--- START ---
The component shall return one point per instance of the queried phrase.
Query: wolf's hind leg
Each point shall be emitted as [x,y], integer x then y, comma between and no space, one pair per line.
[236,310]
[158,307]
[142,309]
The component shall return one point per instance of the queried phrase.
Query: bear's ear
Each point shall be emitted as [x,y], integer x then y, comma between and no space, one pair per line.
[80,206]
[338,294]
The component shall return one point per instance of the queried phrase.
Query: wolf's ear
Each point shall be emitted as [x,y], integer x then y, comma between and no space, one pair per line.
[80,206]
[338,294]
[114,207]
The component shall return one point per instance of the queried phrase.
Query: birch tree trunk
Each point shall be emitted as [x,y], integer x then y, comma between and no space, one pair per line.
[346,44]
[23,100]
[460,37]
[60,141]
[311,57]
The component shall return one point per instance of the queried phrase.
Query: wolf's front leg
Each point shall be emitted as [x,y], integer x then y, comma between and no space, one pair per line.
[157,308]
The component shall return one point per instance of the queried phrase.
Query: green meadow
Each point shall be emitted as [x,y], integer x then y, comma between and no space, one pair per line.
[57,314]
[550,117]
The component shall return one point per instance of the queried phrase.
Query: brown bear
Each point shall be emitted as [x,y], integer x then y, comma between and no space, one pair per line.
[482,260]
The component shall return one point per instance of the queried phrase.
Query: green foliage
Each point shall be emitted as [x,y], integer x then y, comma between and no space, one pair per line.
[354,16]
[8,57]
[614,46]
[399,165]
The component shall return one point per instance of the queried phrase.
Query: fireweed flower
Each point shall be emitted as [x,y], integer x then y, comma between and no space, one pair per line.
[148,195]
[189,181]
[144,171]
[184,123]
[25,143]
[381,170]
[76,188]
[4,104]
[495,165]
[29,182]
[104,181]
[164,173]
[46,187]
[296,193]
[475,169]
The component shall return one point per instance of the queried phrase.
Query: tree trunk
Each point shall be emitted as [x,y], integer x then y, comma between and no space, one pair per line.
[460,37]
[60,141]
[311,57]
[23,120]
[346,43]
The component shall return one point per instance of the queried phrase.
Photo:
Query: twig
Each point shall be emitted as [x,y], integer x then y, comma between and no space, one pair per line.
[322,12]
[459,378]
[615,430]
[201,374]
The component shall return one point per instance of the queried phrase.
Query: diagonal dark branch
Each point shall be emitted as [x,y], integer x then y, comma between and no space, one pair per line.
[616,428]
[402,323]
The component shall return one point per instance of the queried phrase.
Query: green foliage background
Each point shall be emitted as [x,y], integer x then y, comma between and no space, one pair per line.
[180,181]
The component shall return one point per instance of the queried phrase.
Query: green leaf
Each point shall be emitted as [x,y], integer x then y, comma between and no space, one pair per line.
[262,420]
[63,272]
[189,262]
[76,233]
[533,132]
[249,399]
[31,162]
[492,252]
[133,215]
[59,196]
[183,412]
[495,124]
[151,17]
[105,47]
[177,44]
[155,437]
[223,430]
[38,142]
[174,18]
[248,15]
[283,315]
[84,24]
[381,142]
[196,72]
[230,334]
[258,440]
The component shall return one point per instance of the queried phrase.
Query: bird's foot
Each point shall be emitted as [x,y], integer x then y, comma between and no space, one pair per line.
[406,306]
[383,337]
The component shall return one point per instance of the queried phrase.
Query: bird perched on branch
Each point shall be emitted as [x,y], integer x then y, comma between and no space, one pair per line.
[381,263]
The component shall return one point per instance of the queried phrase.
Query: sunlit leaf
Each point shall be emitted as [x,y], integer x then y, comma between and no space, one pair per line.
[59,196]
--- END ---
--- START ---
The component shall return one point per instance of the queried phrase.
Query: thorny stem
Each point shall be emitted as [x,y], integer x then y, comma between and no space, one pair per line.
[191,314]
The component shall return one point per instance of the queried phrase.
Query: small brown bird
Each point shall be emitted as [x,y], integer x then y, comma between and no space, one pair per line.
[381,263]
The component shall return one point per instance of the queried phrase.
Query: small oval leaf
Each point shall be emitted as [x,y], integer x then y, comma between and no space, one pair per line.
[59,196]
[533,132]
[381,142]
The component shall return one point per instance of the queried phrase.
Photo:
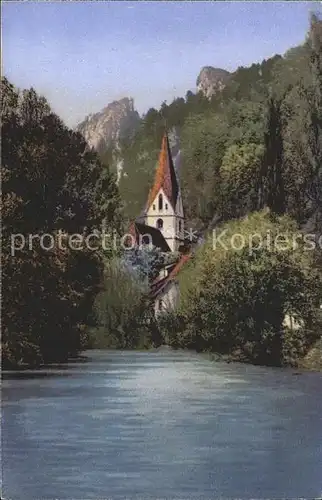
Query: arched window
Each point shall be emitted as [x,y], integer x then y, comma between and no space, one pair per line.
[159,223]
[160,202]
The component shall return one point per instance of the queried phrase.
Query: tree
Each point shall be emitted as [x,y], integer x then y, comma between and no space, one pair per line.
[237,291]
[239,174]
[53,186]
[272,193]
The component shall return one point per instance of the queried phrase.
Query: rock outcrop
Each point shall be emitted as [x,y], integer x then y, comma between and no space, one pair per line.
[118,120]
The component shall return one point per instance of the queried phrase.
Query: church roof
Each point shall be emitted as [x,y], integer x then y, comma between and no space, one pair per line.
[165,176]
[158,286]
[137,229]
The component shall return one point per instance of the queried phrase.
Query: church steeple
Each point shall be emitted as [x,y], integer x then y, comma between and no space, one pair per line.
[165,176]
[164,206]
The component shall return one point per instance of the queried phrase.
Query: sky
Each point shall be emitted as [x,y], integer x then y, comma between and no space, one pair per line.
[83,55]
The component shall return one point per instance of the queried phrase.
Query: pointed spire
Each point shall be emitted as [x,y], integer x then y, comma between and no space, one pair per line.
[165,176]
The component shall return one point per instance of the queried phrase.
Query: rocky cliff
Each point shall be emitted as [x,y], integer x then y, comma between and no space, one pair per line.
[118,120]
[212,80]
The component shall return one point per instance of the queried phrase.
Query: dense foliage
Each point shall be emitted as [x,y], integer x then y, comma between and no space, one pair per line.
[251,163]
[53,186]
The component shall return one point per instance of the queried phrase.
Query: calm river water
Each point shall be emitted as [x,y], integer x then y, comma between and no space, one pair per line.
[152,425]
--- END ---
Given task
Count the lines in the rows above that contain the word "trunk". Reply with that number alone.

Solution
2